[Excerpts from a dataset]
_____

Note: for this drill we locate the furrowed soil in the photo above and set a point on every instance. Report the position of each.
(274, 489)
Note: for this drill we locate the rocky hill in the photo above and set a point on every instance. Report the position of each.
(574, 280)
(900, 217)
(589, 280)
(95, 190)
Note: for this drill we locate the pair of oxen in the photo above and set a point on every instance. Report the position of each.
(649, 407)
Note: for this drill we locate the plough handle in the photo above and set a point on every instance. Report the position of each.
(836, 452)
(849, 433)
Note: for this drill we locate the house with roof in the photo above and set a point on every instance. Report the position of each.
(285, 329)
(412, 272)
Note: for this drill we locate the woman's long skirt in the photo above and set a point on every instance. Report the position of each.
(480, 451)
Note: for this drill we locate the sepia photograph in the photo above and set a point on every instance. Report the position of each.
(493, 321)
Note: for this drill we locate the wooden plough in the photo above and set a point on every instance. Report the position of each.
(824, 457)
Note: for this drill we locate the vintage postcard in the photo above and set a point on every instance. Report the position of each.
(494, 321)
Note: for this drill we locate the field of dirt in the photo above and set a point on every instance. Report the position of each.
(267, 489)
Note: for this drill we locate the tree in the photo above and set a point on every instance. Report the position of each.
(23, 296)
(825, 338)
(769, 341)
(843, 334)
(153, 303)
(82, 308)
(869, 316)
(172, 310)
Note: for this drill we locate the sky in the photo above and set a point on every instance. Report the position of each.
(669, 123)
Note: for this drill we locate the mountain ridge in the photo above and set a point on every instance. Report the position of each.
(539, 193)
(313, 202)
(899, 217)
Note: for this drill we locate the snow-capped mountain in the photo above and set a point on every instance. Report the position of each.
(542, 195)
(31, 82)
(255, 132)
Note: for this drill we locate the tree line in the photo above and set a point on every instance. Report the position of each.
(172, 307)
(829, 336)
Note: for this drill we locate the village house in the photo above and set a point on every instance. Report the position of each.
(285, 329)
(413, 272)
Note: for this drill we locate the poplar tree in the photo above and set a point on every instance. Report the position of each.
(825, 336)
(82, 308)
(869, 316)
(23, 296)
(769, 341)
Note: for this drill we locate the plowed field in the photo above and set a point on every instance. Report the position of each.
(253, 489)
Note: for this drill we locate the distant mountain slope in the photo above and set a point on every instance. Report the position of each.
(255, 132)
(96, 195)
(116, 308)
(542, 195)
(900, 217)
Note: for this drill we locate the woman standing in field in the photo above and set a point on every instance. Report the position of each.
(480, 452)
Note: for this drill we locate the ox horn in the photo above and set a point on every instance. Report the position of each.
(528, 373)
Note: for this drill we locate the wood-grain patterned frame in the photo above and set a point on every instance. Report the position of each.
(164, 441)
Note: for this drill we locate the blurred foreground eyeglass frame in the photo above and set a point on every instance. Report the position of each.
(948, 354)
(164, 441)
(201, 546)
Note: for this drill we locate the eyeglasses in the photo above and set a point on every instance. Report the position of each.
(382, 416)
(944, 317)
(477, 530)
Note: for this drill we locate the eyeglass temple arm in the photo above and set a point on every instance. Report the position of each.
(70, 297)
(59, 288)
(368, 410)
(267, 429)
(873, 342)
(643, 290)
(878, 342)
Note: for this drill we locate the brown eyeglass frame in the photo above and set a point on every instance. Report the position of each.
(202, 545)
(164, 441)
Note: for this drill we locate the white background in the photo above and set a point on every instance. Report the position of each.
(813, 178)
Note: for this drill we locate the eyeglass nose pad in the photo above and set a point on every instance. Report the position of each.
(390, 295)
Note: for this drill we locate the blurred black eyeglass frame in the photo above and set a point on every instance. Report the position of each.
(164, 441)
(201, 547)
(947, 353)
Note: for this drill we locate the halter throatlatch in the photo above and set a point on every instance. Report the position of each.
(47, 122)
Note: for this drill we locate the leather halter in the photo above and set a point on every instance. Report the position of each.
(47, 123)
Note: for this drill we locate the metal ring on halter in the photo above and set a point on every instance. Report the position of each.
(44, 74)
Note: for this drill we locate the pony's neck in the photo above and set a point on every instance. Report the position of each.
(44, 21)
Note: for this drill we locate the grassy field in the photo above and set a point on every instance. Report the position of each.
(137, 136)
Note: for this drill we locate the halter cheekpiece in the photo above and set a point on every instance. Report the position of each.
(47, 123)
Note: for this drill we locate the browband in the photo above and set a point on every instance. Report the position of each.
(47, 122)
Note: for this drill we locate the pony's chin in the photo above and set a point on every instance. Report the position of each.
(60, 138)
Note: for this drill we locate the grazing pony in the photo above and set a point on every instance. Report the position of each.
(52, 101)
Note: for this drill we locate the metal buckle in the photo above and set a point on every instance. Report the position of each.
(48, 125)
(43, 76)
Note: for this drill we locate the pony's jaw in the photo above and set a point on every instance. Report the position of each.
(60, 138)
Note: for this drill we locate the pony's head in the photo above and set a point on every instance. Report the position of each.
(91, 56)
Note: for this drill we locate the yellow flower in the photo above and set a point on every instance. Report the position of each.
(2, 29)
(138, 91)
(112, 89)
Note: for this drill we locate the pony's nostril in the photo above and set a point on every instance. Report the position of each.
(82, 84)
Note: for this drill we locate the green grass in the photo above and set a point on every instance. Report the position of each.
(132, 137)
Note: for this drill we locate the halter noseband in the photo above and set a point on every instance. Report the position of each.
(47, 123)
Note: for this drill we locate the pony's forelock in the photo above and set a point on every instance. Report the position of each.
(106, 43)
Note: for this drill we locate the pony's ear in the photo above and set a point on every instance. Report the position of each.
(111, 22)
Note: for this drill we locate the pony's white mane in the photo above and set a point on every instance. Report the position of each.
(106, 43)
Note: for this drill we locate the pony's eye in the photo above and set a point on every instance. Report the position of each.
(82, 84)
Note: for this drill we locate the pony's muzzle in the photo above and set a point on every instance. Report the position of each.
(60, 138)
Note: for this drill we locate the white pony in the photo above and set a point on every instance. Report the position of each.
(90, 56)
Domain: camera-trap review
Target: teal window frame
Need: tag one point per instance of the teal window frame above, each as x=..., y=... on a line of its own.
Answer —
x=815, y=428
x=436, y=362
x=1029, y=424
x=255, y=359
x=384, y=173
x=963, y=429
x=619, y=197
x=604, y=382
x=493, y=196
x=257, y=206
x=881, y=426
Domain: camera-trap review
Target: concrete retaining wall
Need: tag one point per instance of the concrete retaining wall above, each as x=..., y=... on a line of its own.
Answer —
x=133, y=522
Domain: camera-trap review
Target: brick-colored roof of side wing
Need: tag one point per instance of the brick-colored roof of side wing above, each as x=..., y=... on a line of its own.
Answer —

_____

◆ Task instructions:
Retype the records in full. Keep every line identical to the original.

◆ Solution to the exercise:
Note: for this drill we locate the furrowed soil in the photo above and set a point on every instance. Report the position of each.
(274, 489)
Note: for this drill we locate the rocky hill in the photo above and set a point on every instance. Report the position of each.
(574, 280)
(900, 217)
(589, 280)
(95, 190)
Note: for this drill we locate the pair of oxen in the photo above and set a point on every instance. Report the position of each.
(649, 407)
Note: for this drill we locate the plough handle in the photo above and set a point on every instance. Report the position of each.
(836, 452)
(849, 433)
Note: for this drill we locate the house with roof in the photo above and set a point on every instance. Report the position of each.
(285, 329)
(412, 272)
Note: for this drill we locate the woman's long skirt in the photo above and set a point on every instance. Report the position of each.
(480, 451)
Note: for this drill we locate the sepia photograph in the photo above and set a point on every instance. Report the position of each.
(493, 321)
Note: for this drill we locate the wooden plough in the photo above and set a point on every instance. Report the position of each.
(824, 457)
Note: for this drill we locate the vintage postcard in the photo above and set a point on every instance. Report the position of each.
(494, 321)
Note: for this drill we locate the field of dirt in the photo above and set a point on every instance. Report the position of each.
(267, 489)
Note: for this drill we locate the tree in the photo above and set a point on every instance. Report the position of each.
(23, 296)
(825, 338)
(769, 341)
(843, 334)
(153, 303)
(82, 308)
(869, 316)
(172, 310)
Note: for this drill we locate the sky in the photo above and set a point on every instance. Report the position of each.
(669, 123)
Note: for this drill we locate the mountain ridge in the photo above and set a point on every instance. Report the position of each.
(539, 193)
(313, 202)
(899, 217)
Note: for this drill we locate the snow-capped mountain in the photo above and set a point on every instance. Report the position of each.
(542, 195)
(31, 82)
(255, 132)
Note: for this drill we locate the tree line in the photo above and set a point on every instance. Report the position of each.
(172, 307)
(829, 336)
Note: for this drill we locate the village house in the photo above and set a point on every instance. Report the position of each.
(285, 329)
(413, 272)
Note: for this drill we locate the poplar tree in the photo above and set a point on every instance. Report the position of each.
(825, 336)
(82, 308)
(869, 316)
(23, 296)
(769, 341)
Note: for this drill we locate the plowed field in the photo above and set a point on every instance. Report the position of each.
(253, 489)
Note: for this drill we locate the distant mountain slope in the photo above and set a point on every instance. Report the position of each.
(255, 132)
(96, 195)
(116, 308)
(542, 195)
(900, 217)
Note: for this drill we locate the woman standing in field in the photo above and set a point on every instance. Report the position of each.
(480, 452)
Note: for this drill we locate the ox horn in the photo above and set a point on every instance. Report the position of each.
(528, 373)
Note: for this drill we locate the wood-grain patterned frame in the photo above and set a point on every instance. Report the position of each.
(164, 441)
Note: for this drill we locate the blurred foreground eyeglass frame in the photo above and set a point on every instance. Report the position of each.
(948, 354)
(164, 441)
(201, 546)
Note: for this drill we locate the eyeglasses in the photo above and set a point on every instance. Report the position of each.
(382, 416)
(944, 317)
(477, 530)
Note: for this drill we locate the eyeglass temple arm in the photo above and set a point on every instance. Report the position of each.
(70, 297)
(59, 288)
(368, 410)
(267, 429)
(873, 342)
(643, 290)
(878, 342)
Note: for this drill we locate the brown eyeglass frame in the photo above and set a point on every instance. Report the position of each.
(202, 545)
(164, 441)
Note: for this drill we locate the white background in the photo above and set a point on every instance. Report the position of each.
(813, 178)
Note: for this drill we locate the eyeglass nose pad in the photo above and set a point on every instance. Report the position of each.
(390, 295)
Note: for this drill we locate the blurred black eyeglass frame in the photo above and set a point on every instance. Report the position of each.
(164, 441)
(201, 547)
(947, 353)
Note: for this drill we locate the halter throatlatch in the photo above and set a point on every instance. Report the position of each.
(47, 122)
Note: for this drill we locate the leather halter in the photo above and set a point on every instance. Report the position of each.
(47, 123)
Note: for this drill we locate the metal ring on halter in the photo above and set a point on every instance. Report the position of each.
(44, 74)
Note: for this drill we locate the pony's neck in the photo above and set a point on every instance. Report the position of each.
(44, 21)
Note: for this drill we locate the grassy field in the photo above and set a point on every instance. Report the position of each.
(137, 136)
Note: for this drill we locate the halter cheekpiece in the photo above and set a point on every instance. Report the position of each.
(47, 123)
Note: for this drill we locate the browband in the photo above and set a point on every instance. Report the position of each.
(47, 122)
Note: for this drill we locate the pony's chin in the photo above and set a point on every instance. Report the position of each.
(60, 138)
Note: for this drill we locate the grazing pony in the photo above and set a point on every instance. Report the position of each.
(52, 101)
Note: for this drill we locate the metal buckle in the photo above and set a point on every instance. Report the position of each.
(48, 125)
(43, 76)
Note: for this drill we locate the pony's jaw in the photo above and set a point on every instance. Report the position of each.
(60, 138)
Note: for this drill we locate the pony's head in the photo above and set a point on every instance. Report the position of each.
(91, 56)
Note: for this drill we locate the yellow flower in the photo above and set a point on every instance. Report the position of each.
(2, 29)
(138, 91)
(112, 89)
Note: for this drill we locate the pony's nostril in the photo above and set a point on every instance. Report the position of each.
(82, 84)
Note: for this drill we locate the green grass in the photo above and set a point on every instance. Report the position of each.
(132, 137)
Note: for this drill we locate the halter noseband in the photo above and set a point on every instance. Report the position of each.
(47, 123)
Note: for this drill we locate the pony's forelock in the photo above and set a point on every instance. Report the position of each.
(106, 43)
Note: for this drill we locate the pony's ear in the photo above and set a point on every instance. Report the position of each.
(111, 22)
Note: for this drill we locate the pony's white mane in the photo above and set a point on every instance. Report the position of each.
(106, 43)
Note: for this drill we locate the pony's eye in the photo above and set a point on every instance. Report the position of each.
(82, 84)
Note: for this drill we locate the pony's muzzle in the photo above and set a point on every instance. Report the position of each.
(60, 138)
Note: for this drill we locate the white pony in the photo above and set a point on every instance. Report the position of each.
(90, 56)
Domain: camera-trap review
Target: teal window frame
Need: tag one point per instance of the teal window frame above, each as x=..., y=... on a line of its own.
Answer —
x=815, y=428
x=436, y=362
x=1029, y=424
x=255, y=359
x=384, y=173
x=963, y=429
x=619, y=197
x=604, y=382
x=493, y=196
x=257, y=206
x=881, y=426
Domain: camera-trap review
Target: concrete retaining wall
Need: tag one point per instance of the concrete retaining wall above, each as x=..., y=... on a line of its own.
Answer —
x=133, y=522
Domain: camera-trap review
Target: brick-colored roof of side wing
Need: tag one point per instance of the brick-colored roof of side wing above, each as x=..., y=... on a line of its own.
Answer —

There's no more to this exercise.